- Activity: Pick up the blog post below about growing Bunga Kantan (torch ginger) from seed, and continue it from its last sentence.

- Exercise passage:
[Start of Attachment]
I've written a few times on this blog about my Bunga Kantan plant also known as Torch Ginger (the plant's Binomial name is Etlingera Elatior) plant because the plant just keeps fascinating me. It is always in bloom and keeps getting pollinated so that I have what seems like a never-ending supply of seeds. So I have been experimenting on how to plant the seeds as there is very little information online or photos of how to do it. After some dialogue with Autumn Belle over at My Nice Garden I managed to grow some seeds. Then some more. Then some more. The images here are seeds planted on July 22 and the photos were taken about 40 days later. Many more seedlings have sprouted since.
So here is what I know, dried Bunga Kantan seed sprouts slower than very fresh seed. See the the photo above; three containers were very fresh seed and the top left was dried.
[End of Attachment]
- Entries shown:
[Start of Attachment]
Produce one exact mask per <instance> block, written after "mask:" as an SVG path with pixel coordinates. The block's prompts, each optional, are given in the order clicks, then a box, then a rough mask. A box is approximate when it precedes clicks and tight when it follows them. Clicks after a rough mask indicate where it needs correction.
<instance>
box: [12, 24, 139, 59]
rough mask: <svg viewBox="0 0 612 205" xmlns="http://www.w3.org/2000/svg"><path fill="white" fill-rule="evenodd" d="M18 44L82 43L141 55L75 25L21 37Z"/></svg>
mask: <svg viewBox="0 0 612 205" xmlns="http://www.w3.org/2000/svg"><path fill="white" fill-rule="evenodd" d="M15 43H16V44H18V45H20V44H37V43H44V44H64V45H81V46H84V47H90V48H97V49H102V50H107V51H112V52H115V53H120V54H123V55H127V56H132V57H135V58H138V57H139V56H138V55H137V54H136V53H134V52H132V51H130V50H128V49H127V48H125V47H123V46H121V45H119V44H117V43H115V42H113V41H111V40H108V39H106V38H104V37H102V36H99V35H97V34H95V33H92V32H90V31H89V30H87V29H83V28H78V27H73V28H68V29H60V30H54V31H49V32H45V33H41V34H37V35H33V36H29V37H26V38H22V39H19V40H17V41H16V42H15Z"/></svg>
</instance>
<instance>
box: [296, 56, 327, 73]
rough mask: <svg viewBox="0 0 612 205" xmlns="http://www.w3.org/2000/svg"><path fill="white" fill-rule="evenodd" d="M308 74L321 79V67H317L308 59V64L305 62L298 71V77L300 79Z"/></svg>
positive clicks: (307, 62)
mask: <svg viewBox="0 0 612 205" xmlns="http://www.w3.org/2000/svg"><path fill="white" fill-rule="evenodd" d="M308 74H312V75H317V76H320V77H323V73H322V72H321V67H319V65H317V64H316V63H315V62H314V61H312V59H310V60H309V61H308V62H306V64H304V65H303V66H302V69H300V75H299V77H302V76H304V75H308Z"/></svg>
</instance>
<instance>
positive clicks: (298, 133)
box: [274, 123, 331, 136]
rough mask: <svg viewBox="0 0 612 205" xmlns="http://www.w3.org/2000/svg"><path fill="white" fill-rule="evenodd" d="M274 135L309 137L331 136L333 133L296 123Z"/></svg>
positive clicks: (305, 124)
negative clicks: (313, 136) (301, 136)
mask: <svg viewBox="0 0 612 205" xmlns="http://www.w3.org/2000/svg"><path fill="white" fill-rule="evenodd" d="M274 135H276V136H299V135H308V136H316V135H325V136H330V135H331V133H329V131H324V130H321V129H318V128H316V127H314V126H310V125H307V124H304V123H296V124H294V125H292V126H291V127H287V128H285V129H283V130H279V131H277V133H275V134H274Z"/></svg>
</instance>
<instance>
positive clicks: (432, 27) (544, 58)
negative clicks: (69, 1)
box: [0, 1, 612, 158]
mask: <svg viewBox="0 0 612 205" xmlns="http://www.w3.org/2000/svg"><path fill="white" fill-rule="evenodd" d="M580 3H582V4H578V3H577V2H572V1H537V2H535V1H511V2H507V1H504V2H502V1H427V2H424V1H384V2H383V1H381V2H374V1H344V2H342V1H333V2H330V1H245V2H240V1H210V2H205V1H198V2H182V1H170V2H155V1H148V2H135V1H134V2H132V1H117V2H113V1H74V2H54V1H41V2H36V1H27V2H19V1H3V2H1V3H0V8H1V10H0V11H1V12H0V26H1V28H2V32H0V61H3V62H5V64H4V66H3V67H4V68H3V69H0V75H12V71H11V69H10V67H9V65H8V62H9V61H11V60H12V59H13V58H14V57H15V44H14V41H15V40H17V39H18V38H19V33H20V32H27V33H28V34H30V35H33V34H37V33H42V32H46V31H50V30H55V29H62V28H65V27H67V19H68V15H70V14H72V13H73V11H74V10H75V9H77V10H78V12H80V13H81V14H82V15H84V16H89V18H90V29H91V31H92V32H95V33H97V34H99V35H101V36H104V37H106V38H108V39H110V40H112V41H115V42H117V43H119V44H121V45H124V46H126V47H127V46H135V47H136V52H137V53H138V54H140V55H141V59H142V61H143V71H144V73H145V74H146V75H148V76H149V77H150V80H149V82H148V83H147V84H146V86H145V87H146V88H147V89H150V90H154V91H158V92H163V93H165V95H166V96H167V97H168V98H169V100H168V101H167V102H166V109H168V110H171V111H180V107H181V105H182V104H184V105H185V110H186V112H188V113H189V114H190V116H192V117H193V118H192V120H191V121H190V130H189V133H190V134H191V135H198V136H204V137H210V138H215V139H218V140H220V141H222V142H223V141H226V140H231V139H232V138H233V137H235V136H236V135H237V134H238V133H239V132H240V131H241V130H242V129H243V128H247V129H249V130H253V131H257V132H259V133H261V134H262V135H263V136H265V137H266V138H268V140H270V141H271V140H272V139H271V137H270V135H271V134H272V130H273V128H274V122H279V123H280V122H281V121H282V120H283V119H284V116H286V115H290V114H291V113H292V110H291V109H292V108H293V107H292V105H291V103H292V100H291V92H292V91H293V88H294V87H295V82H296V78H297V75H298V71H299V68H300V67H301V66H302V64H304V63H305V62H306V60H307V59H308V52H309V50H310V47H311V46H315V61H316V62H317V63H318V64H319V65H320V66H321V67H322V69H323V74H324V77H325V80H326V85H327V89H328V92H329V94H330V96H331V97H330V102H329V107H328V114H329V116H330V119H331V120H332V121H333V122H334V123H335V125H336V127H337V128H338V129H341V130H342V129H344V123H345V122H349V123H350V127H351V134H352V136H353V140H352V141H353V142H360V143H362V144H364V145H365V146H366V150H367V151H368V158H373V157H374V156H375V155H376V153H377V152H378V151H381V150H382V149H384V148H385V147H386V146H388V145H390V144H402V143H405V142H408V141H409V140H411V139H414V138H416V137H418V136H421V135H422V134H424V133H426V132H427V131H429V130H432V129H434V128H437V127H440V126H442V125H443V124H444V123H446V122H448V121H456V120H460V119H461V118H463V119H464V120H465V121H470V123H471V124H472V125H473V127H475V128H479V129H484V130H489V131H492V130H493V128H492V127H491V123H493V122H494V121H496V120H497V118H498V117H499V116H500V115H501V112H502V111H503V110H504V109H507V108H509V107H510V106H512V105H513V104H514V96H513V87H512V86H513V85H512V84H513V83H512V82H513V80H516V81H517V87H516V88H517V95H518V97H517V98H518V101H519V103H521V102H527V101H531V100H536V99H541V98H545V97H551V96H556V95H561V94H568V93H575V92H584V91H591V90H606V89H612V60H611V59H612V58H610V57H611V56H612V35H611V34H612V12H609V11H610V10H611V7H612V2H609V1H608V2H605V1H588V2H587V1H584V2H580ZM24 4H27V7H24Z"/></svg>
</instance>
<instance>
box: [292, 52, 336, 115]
[End of Attachment]
- Result:
Recently, I decided that I want to grow some more Bunga Kantan to run it along the back side of our house between us and the neighbors and to keep experimenting. Below are some photos I took while planting more seed out in the Wet Kitchen.
I got some fresh seed pods (what I call the things above) from three separate finished Bunga Kantan blooms on my plant (a finished bloom on my plant here). When the blooms start to die they are pink, then they turn green and finally turn brown and get hard. So the pink ones should sprout seeds the fastest because they are the freshest.
In order to plant the seeds, you need to cut open the pods with a knife. See the photo above, the fresher the seed the whiter the small seeds inside it are. As the pods get older the seeds inside start to get black.
I have been planting clumps of fresh seed into containers nearly filled with dirt. I plant alot of them, well, because I have a lot of seed. But also because sprouting is sporadic so the more you have the better chance to get growth.
Lastly, I cover with a small amount of dirt. Enough so that when you water a good amount everyday, the soil won't wash away and expose the seeds. I find that the plants like more water rather than less.
As I continue to experiment I'll keep you posted. Also, if anyone has any experience planting these seeds, please post your tips.